## WORK INSTRUCTIONS
Write out the whole listing exactly as it stands.

******

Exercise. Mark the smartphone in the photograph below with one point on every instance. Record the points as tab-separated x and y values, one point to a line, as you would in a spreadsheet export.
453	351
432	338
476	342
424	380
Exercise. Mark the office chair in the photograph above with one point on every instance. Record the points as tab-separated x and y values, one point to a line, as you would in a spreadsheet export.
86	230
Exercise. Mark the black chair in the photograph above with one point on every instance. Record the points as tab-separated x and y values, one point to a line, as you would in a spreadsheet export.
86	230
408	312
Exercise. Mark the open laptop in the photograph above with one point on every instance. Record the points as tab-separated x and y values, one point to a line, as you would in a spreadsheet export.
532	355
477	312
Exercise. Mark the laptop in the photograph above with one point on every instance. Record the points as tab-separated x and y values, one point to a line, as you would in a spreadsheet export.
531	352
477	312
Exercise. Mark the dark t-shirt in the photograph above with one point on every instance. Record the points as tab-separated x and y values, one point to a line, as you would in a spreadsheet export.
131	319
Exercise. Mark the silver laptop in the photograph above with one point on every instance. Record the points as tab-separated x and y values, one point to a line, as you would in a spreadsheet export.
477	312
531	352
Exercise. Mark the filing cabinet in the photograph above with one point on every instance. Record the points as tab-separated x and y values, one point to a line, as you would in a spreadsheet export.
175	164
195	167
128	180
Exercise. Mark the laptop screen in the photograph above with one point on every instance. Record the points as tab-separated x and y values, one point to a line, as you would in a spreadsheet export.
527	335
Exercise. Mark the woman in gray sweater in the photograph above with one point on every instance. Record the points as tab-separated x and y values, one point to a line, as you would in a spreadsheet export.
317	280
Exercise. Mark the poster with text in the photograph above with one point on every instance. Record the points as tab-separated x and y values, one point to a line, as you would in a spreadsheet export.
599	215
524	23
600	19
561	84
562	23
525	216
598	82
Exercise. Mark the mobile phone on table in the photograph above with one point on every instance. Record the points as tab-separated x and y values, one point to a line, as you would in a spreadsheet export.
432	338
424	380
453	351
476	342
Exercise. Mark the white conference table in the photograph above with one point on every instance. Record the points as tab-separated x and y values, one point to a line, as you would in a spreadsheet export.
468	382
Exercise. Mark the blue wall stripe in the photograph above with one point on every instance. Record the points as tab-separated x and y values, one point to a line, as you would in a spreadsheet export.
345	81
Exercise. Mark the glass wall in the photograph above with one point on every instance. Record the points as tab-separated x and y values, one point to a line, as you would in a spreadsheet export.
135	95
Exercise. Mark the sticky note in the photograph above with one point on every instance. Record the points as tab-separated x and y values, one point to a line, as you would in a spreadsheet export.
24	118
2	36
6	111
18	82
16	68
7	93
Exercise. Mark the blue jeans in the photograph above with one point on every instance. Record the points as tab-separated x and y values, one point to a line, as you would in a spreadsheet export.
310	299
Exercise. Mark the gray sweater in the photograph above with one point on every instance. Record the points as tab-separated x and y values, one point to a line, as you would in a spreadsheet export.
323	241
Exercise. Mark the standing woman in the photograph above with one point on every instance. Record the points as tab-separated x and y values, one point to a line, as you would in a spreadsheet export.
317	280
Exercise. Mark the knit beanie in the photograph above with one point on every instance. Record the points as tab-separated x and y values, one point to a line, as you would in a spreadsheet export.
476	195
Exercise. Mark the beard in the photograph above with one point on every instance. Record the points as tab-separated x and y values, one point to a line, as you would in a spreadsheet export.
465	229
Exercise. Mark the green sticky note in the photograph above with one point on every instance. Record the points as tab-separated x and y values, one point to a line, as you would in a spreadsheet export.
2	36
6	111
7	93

******

## SOLUTION
Exercise. Mark the smartphone in the photograph below with one point on every instance. Record the points as tab-separated x and y values, one point to a line, as you would in a spreadsheet export.
453	351
432	338
476	342
424	380
Exercise. Mark the office chair in the photograph above with one point on every instance. Record the points as tab-separated x and y values, one point to a line, as you would in a spreadsheet export.
86	230
Exercise. Mark the black chair in the photograph above with one point on every instance. Record the points as tab-separated x and y values, one point to a line, as you would in a spreadsheet export.
86	230
408	312
Exercise. Mark the open laptop in the photograph above with one point on every instance. Record the points as tab-separated x and y values, one point to a line, as you would in a spreadsheet export.
532	355
477	312
Exercise. Mark the laptop in the photograph above with one point on every instance. Record the points as tab-separated x and y values, one point to a line, as you would in a spreadsheet export.
531	352
477	312
Exercise. Mark the dark t-shirt in the photograph above with one point on every instance. Record the points as tab-separated x and y values, one point to a line, as you would in a spreadsheet export.
131	319
Exercise. Mark the silver laptop in the photograph above with one point on every instance. Record the points as tab-separated x and y values, one point to a line, as you would in a spreadsheet export.
477	312
531	352
Exercise. Mark the filing cabinet in the photograph above with one point on every instance. Record the points as tab-separated x and y values, one point to a line, as you would in a spreadsheet export.
175	164
195	167
128	180
Exercise. Mark the laptop screen in the photograph above with one point on every instance. Record the points as tab-separated x and y values, one point to a line, as you would in a spreadsheet export.
527	335
Exercise. Mark the woman in gray sweater in the photograph above with one point on every instance. Record the points as tab-separated x and y values, one point to a line, as you would in a spreadsheet export.
317	280
Exercise. Mark the poster with text in the photograph above with one point on every instance. Record the points as tab-separated x and y values, one point to a line, as you would in a spreadsheet export.
599	215
524	23
600	19
561	84
562	23
525	216
598	82
Exercise. Mark the mobile phone on table in the photograph above with one point on every instance. Record the points as tab-separated x and y values, one point to a line, as you would in a spreadsheet export.
432	338
424	380
453	351
476	342
Exercise. Mark the white conference table in the photograph above with one point on every instance. Record the points as tab-separated x and y values, one point to a line, as you would in a spreadsheet export.
468	382
Exercise. Mark the blue wall stripe in the photograph above with one point on every instance. Record the points as tab-separated x and y values, one point to a line, as you would in a spreadsheet export.
345	81
Exercise. Mark the glass wall in the photograph above with one point on every instance. Record the points as tab-separated x and y values, one point to a line, as you would in a spreadsheet export.
135	95
Exercise. Mark the sticky note in the photograph above with one point on every instance. Record the points as tab-separated x and y values, one point to a line, as you would in a spreadsheet export.
24	118
2	36
6	111
18	82
16	68
7	93
Exercise. Mark the blue jeans in the photograph above with one point on every instance. Record the points as tab-separated x and y values, one point to a line, as you would in a spreadsheet export.
310	299
Exercise. Mark the gray sweater in the photograph above with one point on every instance. Record the points as tab-separated x and y values, one point to a line, as you would in a spreadsheet export.
323	241
Exercise. Mark the standing woman in the photograph above with one point on every instance. Record the points as tab-separated x and y values, one point to a line, as you would in a spreadsheet export.
317	280
Exercise. Mark the knit beanie in the photograph above with one point on every instance. Record the points as tab-separated x and y values, one point to a line, as you would in a spreadsheet export.
476	195
Exercise. Mark the beard in the photograph above with one point on every instance. Record the points as tab-separated x and y values, one point to a line, as you would in a spreadsheet export.
465	229
Exercise. Mark the green sticky note in the photograph above with one point on every instance. Record the points as tab-separated x and y values, one point to a line, as you would in a spreadsheet export.
2	36
6	111
7	93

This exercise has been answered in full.